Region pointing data
_ _ _

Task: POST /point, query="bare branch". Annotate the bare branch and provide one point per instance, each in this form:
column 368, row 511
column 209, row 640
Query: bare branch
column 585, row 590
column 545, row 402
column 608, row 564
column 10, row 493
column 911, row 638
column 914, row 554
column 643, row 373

_ _ _

**Exercise aim:** Each line of the data should be transcribed exactly.

**The completed task:**
Task: POST /point, query="bare branch". Annotate the bare branch and provide one point per instance, each in this form:
column 368, row 511
column 209, row 640
Query: bare branch
column 585, row 590
column 545, row 402
column 608, row 564
column 10, row 493
column 911, row 638
column 914, row 554
column 643, row 373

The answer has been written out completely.